Bill Parcells said Monday that he’s unlikely to return to the NFL. The former head coach of the Giants, Patriots, Jets and Cowboys and overseer of Dolphins’ football operations, has said that he’s never coming back before, and then did. He admitted as much in a conference call with reporters covering his nomination to the Patriots Hall of Fame.
“No, I’m done,” he said. “I know I’ve said that before, so you better put it down in pencil. My full intention is, I’m going to be 70 years old in August, and I’m enjoying my time now. This is the first … you know I really left Miami about Oct. 1 last year, and it is really the first time I’ve had any extended period of time to myself, and you get to do some things that I enjoy doing. I have a place in Saratoga, N.Y. that I like very much. And I’m currently speaking to you from Jupiter, Fla., which I’ve been since the mid-80s, and I love it here. So, it’s a good time for me. And fortunately, I’m in good health and feel good. I still have a lot of things that I’d like to try to do, but I think I’m going to leave the NFL somewhere else now.”
Parcells’ impact on the NFL has been profound.
He took over a Giants’ team that went 4-5 in the strike-shortened season before he arrived, went 9-7 and to the playoffs in his second year, and won the Super Bowl in his fourth year. He took over a 2-14 Patriots squad and took them to 10-6 and the playoffs in his second year, the Super Bowl in his fourth. He took over a 1-15 Jets squad, and in his first year went 9-7, and to the AFC Championship Game his second. In Dallas, he took over a franchise that had back-to-back-to-back 5-11 seasons, and went 10-6 and to the playoffs in his first year. In his first year at the helm of the Dolphins, who had gone 1-15 the year before, Miami went 11-5 and won the division. He was the best turnaround artist in NFL history.
As the Giants’ defensive coordinator, he was instrumental in taking Lawrence Taylor with the second overall draft pick in 1981. And the arrival of Taylor changed the game. He became the prototypical pass-rushing outside linebacker, and changed the way football was played.

-- What is asked --
Continue the piece on Bill Parcells above, starting after its final sentence.

-- Dataset excerpts --
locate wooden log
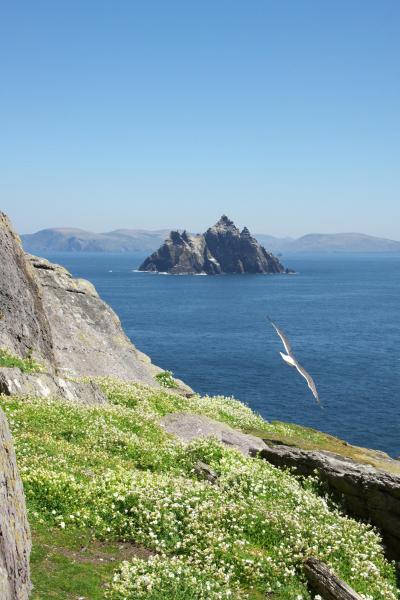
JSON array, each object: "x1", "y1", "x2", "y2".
[{"x1": 304, "y1": 556, "x2": 362, "y2": 600}]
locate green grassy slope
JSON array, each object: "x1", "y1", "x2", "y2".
[{"x1": 0, "y1": 379, "x2": 399, "y2": 600}]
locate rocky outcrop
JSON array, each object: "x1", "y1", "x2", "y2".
[
  {"x1": 0, "y1": 212, "x2": 54, "y2": 364},
  {"x1": 0, "y1": 213, "x2": 183, "y2": 394},
  {"x1": 259, "y1": 445, "x2": 400, "y2": 560},
  {"x1": 0, "y1": 368, "x2": 107, "y2": 404},
  {"x1": 139, "y1": 215, "x2": 285, "y2": 275},
  {"x1": 161, "y1": 413, "x2": 267, "y2": 456},
  {"x1": 27, "y1": 255, "x2": 161, "y2": 385},
  {"x1": 0, "y1": 410, "x2": 31, "y2": 600}
]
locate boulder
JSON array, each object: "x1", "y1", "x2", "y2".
[
  {"x1": 139, "y1": 215, "x2": 285, "y2": 275},
  {"x1": 161, "y1": 412, "x2": 267, "y2": 456},
  {"x1": 0, "y1": 410, "x2": 31, "y2": 600}
]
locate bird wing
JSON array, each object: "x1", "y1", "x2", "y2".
[
  {"x1": 268, "y1": 317, "x2": 293, "y2": 356},
  {"x1": 294, "y1": 360, "x2": 319, "y2": 404}
]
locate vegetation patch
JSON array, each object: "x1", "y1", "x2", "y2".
[
  {"x1": 155, "y1": 371, "x2": 178, "y2": 388},
  {"x1": 0, "y1": 348, "x2": 43, "y2": 373},
  {"x1": 0, "y1": 379, "x2": 399, "y2": 600}
]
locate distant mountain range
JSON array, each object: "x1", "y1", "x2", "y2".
[
  {"x1": 21, "y1": 227, "x2": 169, "y2": 254},
  {"x1": 21, "y1": 227, "x2": 400, "y2": 254}
]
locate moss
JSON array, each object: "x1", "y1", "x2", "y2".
[{"x1": 0, "y1": 348, "x2": 43, "y2": 373}]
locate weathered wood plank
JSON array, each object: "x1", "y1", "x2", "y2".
[{"x1": 304, "y1": 557, "x2": 362, "y2": 600}]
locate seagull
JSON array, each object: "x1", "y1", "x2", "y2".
[{"x1": 268, "y1": 317, "x2": 320, "y2": 404}]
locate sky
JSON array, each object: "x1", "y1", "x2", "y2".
[{"x1": 0, "y1": 0, "x2": 400, "y2": 239}]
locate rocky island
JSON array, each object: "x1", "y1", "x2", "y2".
[{"x1": 139, "y1": 215, "x2": 288, "y2": 275}]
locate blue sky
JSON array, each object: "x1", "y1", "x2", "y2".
[{"x1": 0, "y1": 0, "x2": 400, "y2": 239}]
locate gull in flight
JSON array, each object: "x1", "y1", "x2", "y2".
[{"x1": 268, "y1": 317, "x2": 320, "y2": 404}]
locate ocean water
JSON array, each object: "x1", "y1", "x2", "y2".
[{"x1": 41, "y1": 253, "x2": 400, "y2": 457}]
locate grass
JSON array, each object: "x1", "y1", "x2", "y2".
[
  {"x1": 245, "y1": 421, "x2": 400, "y2": 475},
  {"x1": 30, "y1": 514, "x2": 153, "y2": 600},
  {"x1": 0, "y1": 348, "x2": 42, "y2": 373},
  {"x1": 0, "y1": 379, "x2": 399, "y2": 600}
]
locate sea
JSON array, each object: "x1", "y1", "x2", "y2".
[{"x1": 39, "y1": 252, "x2": 400, "y2": 457}]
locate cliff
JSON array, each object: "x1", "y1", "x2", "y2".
[
  {"x1": 139, "y1": 215, "x2": 285, "y2": 275},
  {"x1": 0, "y1": 213, "x2": 190, "y2": 403}
]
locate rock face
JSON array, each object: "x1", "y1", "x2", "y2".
[
  {"x1": 0, "y1": 212, "x2": 54, "y2": 364},
  {"x1": 0, "y1": 213, "x2": 178, "y2": 402},
  {"x1": 161, "y1": 413, "x2": 267, "y2": 456},
  {"x1": 0, "y1": 410, "x2": 31, "y2": 600},
  {"x1": 27, "y1": 255, "x2": 161, "y2": 385},
  {"x1": 139, "y1": 215, "x2": 285, "y2": 275},
  {"x1": 259, "y1": 445, "x2": 400, "y2": 560},
  {"x1": 0, "y1": 368, "x2": 107, "y2": 404}
]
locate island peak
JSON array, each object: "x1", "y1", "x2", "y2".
[{"x1": 139, "y1": 215, "x2": 285, "y2": 275}]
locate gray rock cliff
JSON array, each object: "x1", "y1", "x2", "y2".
[
  {"x1": 139, "y1": 215, "x2": 285, "y2": 275},
  {"x1": 0, "y1": 410, "x2": 31, "y2": 600},
  {"x1": 0, "y1": 212, "x2": 54, "y2": 364}
]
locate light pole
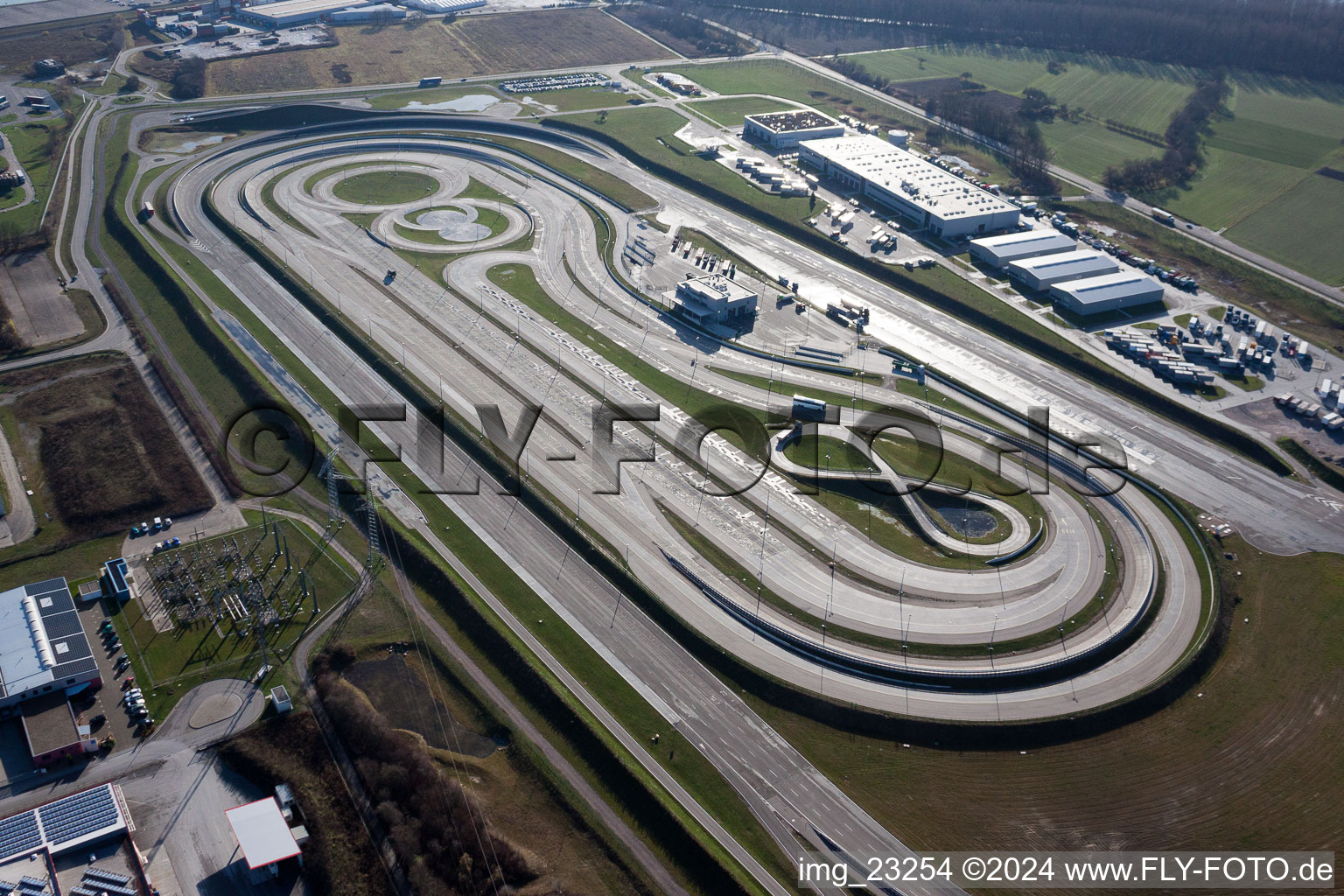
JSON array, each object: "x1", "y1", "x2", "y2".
[{"x1": 989, "y1": 612, "x2": 998, "y2": 669}]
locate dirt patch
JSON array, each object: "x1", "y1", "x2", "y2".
[
  {"x1": 346, "y1": 653, "x2": 499, "y2": 759},
  {"x1": 0, "y1": 16, "x2": 123, "y2": 74},
  {"x1": 0, "y1": 363, "x2": 213, "y2": 539},
  {"x1": 0, "y1": 253, "x2": 83, "y2": 346},
  {"x1": 206, "y1": 10, "x2": 668, "y2": 95}
]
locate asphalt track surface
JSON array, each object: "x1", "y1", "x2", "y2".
[
  {"x1": 152, "y1": 122, "x2": 1200, "y2": 720},
  {"x1": 58, "y1": 96, "x2": 1331, "y2": 896}
]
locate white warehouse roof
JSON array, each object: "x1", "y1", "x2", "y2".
[
  {"x1": 1050, "y1": 271, "x2": 1163, "y2": 314},
  {"x1": 1008, "y1": 250, "x2": 1119, "y2": 289},
  {"x1": 970, "y1": 228, "x2": 1078, "y2": 268},
  {"x1": 798, "y1": 135, "x2": 1020, "y2": 235},
  {"x1": 225, "y1": 796, "x2": 300, "y2": 871}
]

-- Solved problem --
Parcells lined up Taylor in a spot to best get to the quarterback. And that was wherever Taylor lined up, mostly on the right side; the quarterback’s blind side. In the book “The Blind Side,” Michael Lewis describes how Taylor manhandled the 49ers in a playoff game, and that one game changed the way Bill Walsh looked at the left tackle position. Because of Taylor and Parcells’ use of him, the left tackle became a key position on the field.
Parcells’ best attribute was his ability to recognize talent. He preferred big players, and tough players. There was a group that he would sign at every stop. Guys like fullback Richie Anderson, quarterback Vinny Testaverde, wide receivers Terry Glenn and Keyshawn Johnson, and running backs Dave Meggett and Curtis Martin. Anderson talked several years ago to Cowboys Weekly about what made a Parcells guy: “A Parcells guy comes to work every day. He’s committed, personally and professionally. A player he can count on, a player he doesn’t have to worry about getting into any trouble, who he knows is going to be here at this time, on this day. Those are the guys he takes a liking to.” Parcells has an amazing eye for his type of players. They might not be the most talented, but they won’t be outworked.
When you look at his history, Parcells’ best gets were 3-4 linebackers. Gary Reasons, Andy Headen, Carl Banks and Taylor with the Giants; Willie McGinest, Ted Johnson and Tedy Bruschi with New England; James Farrior and Mo Lewis with the Jets; and DeMarcus Ware, Bradie James and Kevin Burnett with Dallas.
There were some Parcells innovations that carry on to this day. He stuck with the 3-4 defense because he thought it was the best way to get to a quarterback. He adapted from a coach that wanted to run the ball 500 times a season into a guy that loved to throw it 40 times a game, and many coaches followed his lead. He didn’t allow his assistant coaches to talk to the media, striving for one voice from the organization. Now, most NFL teams operate that way; worried about what someone might say that isn’t in line with what the team’s official spin is.
When you talk about Parcells’ legacy, it has to be the coaches he provided the rest of the sport. His coaching tree has produced Bill Belichick (three Super Bowl wins), Tom Coughlin and Sean Payton (one championship each), Todd Haley, Tony Sparano, Romeo Crennel and former college coaches Al Groh and Charlie Weis.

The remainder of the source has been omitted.